[Short problem 1]
Please substitute "upright boy" for "standing boy" in the records from the line with "out the standing" up to and including the final line of the records, leaving everything else unchanged.

# northman plow



## rspiper63 (Oct 10, 2009)

Can anybody tell me where i can find a dealership, I have a northman plow, I,m able too raise and lower it, But it will only angle to the right, I cant get it too angle to the left. Do you think its a electrical problem or hydraulic hoses cross????? Any info will be greatly appreciated.  Thanks


----------



## wild bill (Feb 10, 2007)

*plow*

you might try these guys http://www.lamperthitch.com/prodDetail.cfm/321362,Northman 2300 Snowplow
http://www.lcltruckequipment.com/northman.html
other wise i dont know they went out of business several year's ago and were bought and the new company was trying to come out with a new line of plow's .

i used to be able to buy from the new company were i used to work ,you might give them a call and see if they can be contacted yet .quad city spring 309-762-2956 i dont know were you are located ,but give them a try .:salute:


----------



## deadhead (Aug 18, 2009)

Try to switch the wires on your left/right angle , this should help identify the entegrity of the switch,see if itis good in the other position, or check for continuity with an ohm meter at the switch, should be open in the center and have a reading when the switch and the meter are on the same side of the switch. If that don,t work follow your wires to the pump (probably color coated) find the correct solenoid, try to apply 12V to the solenoid, see if it work either way. by doing this you will check the switch,wiring integrity from switch to solenoid, the solenoid and pump operation.
Sales Linco Equipt. INC El paso, IL ph# 309-527-6455 still in operation a year ago or so.
Number off my Northman Plow Ph# 728-258-0880 Soix City, IA PO Box 1892
Hope this Helps


----------



## rspiper63 (Oct 10, 2009)

[Short problem 2]
Continue the Northman plow thread from the point where it ends.

[Supplied data]
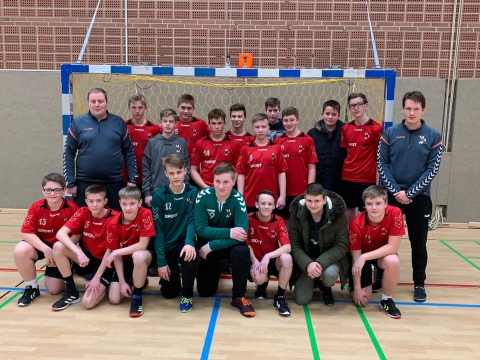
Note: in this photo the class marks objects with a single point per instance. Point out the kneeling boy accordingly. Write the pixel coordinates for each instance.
(128, 236)
(375, 236)
(44, 218)
(90, 222)
(268, 258)
(172, 208)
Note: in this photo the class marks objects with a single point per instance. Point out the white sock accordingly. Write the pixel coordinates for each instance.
(33, 283)
(385, 297)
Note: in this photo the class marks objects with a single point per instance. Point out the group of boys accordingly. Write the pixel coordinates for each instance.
(285, 218)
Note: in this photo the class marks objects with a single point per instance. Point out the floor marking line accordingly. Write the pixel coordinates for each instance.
(211, 330)
(311, 333)
(459, 254)
(370, 332)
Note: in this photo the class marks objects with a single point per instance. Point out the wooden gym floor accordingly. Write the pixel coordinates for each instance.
(447, 326)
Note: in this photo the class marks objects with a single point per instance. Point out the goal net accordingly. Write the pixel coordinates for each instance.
(251, 87)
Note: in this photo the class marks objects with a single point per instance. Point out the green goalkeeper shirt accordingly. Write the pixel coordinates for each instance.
(173, 218)
(215, 220)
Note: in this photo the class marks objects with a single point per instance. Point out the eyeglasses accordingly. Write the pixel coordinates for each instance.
(55, 191)
(356, 106)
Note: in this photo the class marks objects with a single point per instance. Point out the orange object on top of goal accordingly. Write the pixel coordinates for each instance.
(245, 61)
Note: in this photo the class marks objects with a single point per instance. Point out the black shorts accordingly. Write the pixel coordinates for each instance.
(272, 269)
(128, 269)
(285, 212)
(49, 271)
(92, 268)
(352, 192)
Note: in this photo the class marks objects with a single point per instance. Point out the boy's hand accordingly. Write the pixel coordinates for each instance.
(238, 234)
(280, 202)
(314, 269)
(204, 251)
(358, 266)
(360, 297)
(189, 252)
(148, 201)
(125, 289)
(164, 272)
(83, 260)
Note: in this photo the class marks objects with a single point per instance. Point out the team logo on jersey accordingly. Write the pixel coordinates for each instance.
(211, 213)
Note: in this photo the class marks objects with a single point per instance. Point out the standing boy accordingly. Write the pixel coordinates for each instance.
(409, 157)
(90, 222)
(128, 237)
(261, 166)
(238, 117)
(269, 250)
(299, 152)
(213, 150)
(141, 131)
(360, 137)
(189, 127)
(327, 135)
(44, 218)
(221, 221)
(157, 148)
(272, 110)
(375, 236)
(172, 208)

[Response 1]
Note: in this photo the class marks objects with a single point per instance. Point out the upright boy accordingly. Write the pixel coordinates for each instance.
(409, 157)
(90, 222)
(128, 237)
(261, 166)
(238, 117)
(269, 250)
(299, 152)
(213, 150)
(141, 131)
(360, 137)
(189, 127)
(327, 135)
(44, 218)
(221, 221)
(157, 148)
(272, 110)
(375, 236)
(172, 208)

[Response 2]
Thanks for the info, I,ll check it out tonite when i get home


----------



## Crash935 (Sep 3, 2003)

I dont think Northman is in business any more so your going to have to find someone with left over parts.


----------



## PowerWagon (Aug 31, 2006)

I still use an NorthMan snow plow.. it still works.. 
I used an motor off an Fisher snow plow it bolts up right but run wrong way, took motor apart turn wires around inside and it run right. 

may you want to check wires on the Motor with pump start from there.


----------



## Crash935 (Sep 3, 2003)

PowerWagon;826015 said:


> I still use an NorthMan snow plow.. it still works..
> I used an motor off an Fisher snow plow it bolts up right but run wrong way, took motor apart turn wires around inside and it run right.
> 
> may you want to check wires on the Motor with pump start from there.


If it raises the pump is spinning the right way.

Try what deadhead said, switch hoses, switch the wires to the angle valve.

Could be anything from a bad controller, bad wire, bad valve, bad coil, bad hose, bad cylinder. Just have to go through the process of elimination.


----------



## basher (Nov 13, 2004)

Try Nick(nbenallo33) here on the site, they use to sell Northman.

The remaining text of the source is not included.